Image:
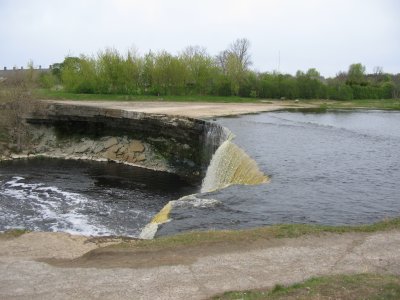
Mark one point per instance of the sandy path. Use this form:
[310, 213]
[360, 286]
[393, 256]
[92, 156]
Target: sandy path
[187, 273]
[189, 109]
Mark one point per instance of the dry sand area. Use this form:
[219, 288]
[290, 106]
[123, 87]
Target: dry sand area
[190, 109]
[41, 265]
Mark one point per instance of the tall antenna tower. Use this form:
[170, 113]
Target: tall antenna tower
[279, 61]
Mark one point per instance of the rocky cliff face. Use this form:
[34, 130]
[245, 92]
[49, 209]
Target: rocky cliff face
[175, 144]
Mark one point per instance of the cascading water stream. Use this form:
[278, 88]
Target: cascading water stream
[229, 165]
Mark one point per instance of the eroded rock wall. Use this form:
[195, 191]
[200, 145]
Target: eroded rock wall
[174, 144]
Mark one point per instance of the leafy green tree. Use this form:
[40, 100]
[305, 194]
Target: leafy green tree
[356, 74]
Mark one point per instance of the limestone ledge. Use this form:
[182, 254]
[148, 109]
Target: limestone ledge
[109, 148]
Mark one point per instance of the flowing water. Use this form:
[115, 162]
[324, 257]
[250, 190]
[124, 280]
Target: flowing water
[83, 197]
[331, 168]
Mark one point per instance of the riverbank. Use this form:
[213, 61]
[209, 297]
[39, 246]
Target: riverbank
[41, 265]
[55, 265]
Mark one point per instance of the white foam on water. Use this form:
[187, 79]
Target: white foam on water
[194, 201]
[60, 207]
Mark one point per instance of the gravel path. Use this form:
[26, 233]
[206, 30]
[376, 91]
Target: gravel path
[187, 273]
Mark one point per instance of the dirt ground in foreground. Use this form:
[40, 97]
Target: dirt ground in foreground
[41, 265]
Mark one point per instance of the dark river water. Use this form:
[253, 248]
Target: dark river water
[330, 168]
[83, 197]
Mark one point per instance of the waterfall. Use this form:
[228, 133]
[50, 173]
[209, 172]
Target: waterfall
[231, 165]
[228, 164]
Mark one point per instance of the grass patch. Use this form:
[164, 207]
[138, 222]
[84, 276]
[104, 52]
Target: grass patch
[360, 286]
[201, 238]
[13, 233]
[386, 104]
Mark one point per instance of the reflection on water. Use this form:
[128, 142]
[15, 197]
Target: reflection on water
[331, 168]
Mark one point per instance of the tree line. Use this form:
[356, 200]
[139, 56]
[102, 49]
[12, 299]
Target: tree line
[195, 72]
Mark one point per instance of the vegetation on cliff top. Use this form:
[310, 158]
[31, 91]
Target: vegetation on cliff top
[194, 72]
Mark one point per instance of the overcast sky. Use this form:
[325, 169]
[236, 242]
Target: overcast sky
[327, 34]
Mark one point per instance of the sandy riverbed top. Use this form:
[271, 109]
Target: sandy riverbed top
[200, 110]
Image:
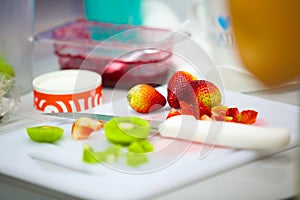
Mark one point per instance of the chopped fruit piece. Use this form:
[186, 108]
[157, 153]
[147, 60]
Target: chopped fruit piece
[109, 155]
[173, 112]
[244, 117]
[176, 86]
[142, 146]
[206, 92]
[247, 117]
[47, 134]
[144, 98]
[205, 117]
[189, 109]
[125, 130]
[84, 126]
[219, 113]
[234, 113]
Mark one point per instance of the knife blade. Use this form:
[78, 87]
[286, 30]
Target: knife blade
[227, 134]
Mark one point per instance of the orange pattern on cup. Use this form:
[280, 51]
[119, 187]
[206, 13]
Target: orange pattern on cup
[68, 102]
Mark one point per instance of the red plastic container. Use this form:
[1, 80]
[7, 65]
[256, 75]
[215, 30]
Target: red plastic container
[124, 55]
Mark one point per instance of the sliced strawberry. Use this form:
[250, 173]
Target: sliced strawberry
[204, 110]
[189, 109]
[234, 113]
[176, 87]
[206, 92]
[144, 98]
[173, 112]
[219, 113]
[247, 117]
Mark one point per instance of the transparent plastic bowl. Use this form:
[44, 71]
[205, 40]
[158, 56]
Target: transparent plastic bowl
[124, 55]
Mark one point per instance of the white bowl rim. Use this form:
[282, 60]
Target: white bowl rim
[71, 81]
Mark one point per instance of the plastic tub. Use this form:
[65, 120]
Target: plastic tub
[124, 55]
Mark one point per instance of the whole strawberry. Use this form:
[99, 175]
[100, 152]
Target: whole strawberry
[176, 85]
[144, 98]
[206, 93]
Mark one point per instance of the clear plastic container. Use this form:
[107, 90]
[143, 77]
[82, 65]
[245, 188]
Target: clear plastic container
[124, 55]
[16, 22]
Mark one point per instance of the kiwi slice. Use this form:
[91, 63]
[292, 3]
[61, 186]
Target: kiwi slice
[47, 134]
[125, 130]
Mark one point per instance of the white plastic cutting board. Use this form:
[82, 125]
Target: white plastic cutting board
[173, 165]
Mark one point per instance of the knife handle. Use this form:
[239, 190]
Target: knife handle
[228, 134]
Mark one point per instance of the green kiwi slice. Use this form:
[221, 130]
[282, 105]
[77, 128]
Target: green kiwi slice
[125, 130]
[47, 134]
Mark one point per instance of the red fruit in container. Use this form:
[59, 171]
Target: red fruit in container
[176, 85]
[144, 98]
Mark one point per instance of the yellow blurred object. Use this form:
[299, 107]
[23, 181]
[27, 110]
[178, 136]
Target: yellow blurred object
[268, 38]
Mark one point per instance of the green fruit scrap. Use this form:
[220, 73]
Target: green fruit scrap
[142, 146]
[6, 68]
[136, 159]
[109, 155]
[125, 130]
[47, 134]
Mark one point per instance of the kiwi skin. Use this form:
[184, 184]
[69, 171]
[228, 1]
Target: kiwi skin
[48, 134]
[125, 130]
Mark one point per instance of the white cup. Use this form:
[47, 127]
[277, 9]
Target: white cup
[212, 23]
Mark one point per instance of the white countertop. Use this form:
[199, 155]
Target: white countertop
[273, 177]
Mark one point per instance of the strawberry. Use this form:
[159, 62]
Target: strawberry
[206, 93]
[247, 117]
[234, 113]
[144, 98]
[173, 112]
[244, 117]
[189, 109]
[176, 85]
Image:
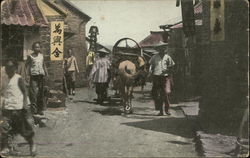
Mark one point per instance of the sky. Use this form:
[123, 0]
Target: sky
[134, 19]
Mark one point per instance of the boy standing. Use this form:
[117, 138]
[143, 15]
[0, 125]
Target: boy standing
[14, 116]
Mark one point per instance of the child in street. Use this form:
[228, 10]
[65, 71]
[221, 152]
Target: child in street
[14, 112]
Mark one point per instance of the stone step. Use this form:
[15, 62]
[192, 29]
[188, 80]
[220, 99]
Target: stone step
[215, 145]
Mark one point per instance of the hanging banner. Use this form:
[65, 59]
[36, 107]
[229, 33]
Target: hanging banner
[56, 40]
[217, 30]
[187, 9]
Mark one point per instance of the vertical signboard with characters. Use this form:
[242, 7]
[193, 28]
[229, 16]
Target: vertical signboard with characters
[56, 40]
[217, 20]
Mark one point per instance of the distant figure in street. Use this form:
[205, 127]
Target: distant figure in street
[36, 70]
[100, 74]
[71, 68]
[15, 118]
[160, 67]
[90, 59]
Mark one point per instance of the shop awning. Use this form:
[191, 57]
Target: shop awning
[21, 12]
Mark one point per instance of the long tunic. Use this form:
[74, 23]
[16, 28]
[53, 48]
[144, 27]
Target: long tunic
[99, 72]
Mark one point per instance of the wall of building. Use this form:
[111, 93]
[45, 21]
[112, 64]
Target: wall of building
[224, 69]
[54, 68]
[77, 42]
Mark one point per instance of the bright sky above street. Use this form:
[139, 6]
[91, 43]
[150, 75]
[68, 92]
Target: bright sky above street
[135, 19]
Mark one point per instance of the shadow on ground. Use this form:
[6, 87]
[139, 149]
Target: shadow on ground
[109, 111]
[179, 142]
[175, 126]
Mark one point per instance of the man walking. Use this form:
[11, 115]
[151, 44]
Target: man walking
[160, 67]
[14, 111]
[37, 70]
[100, 74]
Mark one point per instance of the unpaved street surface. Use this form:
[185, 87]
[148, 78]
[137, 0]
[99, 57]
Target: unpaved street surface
[86, 129]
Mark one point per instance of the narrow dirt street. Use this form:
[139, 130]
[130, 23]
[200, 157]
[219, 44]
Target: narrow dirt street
[85, 129]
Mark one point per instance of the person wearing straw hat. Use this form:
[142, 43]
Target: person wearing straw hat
[100, 75]
[160, 66]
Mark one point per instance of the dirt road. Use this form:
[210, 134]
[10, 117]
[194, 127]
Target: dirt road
[85, 129]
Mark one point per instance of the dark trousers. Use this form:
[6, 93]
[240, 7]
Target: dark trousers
[160, 92]
[37, 92]
[16, 122]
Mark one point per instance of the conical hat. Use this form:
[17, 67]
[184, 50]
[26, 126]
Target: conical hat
[103, 51]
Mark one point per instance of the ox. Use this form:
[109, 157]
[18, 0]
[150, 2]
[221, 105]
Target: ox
[127, 78]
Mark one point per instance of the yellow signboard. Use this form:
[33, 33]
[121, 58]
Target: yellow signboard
[56, 40]
[217, 29]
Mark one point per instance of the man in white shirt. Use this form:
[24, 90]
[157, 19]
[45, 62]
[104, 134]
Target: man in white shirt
[160, 67]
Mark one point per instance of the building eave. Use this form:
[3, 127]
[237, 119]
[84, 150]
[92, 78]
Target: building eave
[75, 9]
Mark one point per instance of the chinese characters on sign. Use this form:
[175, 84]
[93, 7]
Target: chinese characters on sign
[56, 40]
[217, 20]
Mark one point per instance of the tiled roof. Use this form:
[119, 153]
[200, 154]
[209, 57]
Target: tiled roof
[21, 12]
[152, 39]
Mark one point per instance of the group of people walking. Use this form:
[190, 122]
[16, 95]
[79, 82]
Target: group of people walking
[19, 102]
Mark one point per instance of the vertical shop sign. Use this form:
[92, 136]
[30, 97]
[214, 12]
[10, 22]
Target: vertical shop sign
[187, 9]
[217, 30]
[56, 40]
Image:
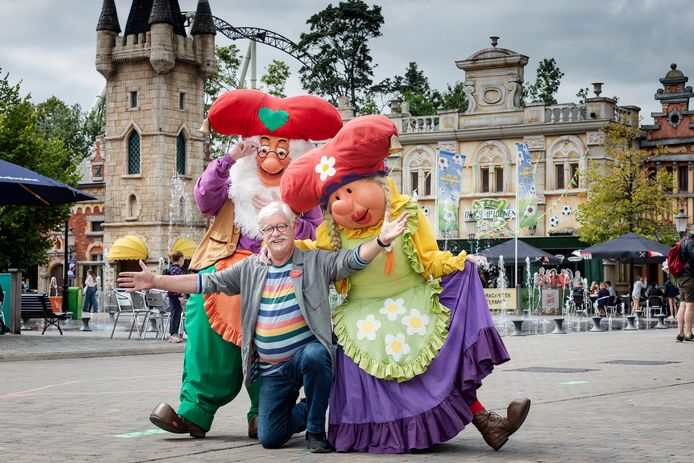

**PROBLEM DETAILS:** Return every line of the rows above that contains the word "grass".

**WORKED ANSWER:**
Mark one point per instance of the grass patch. Use this form:
Target: grass patch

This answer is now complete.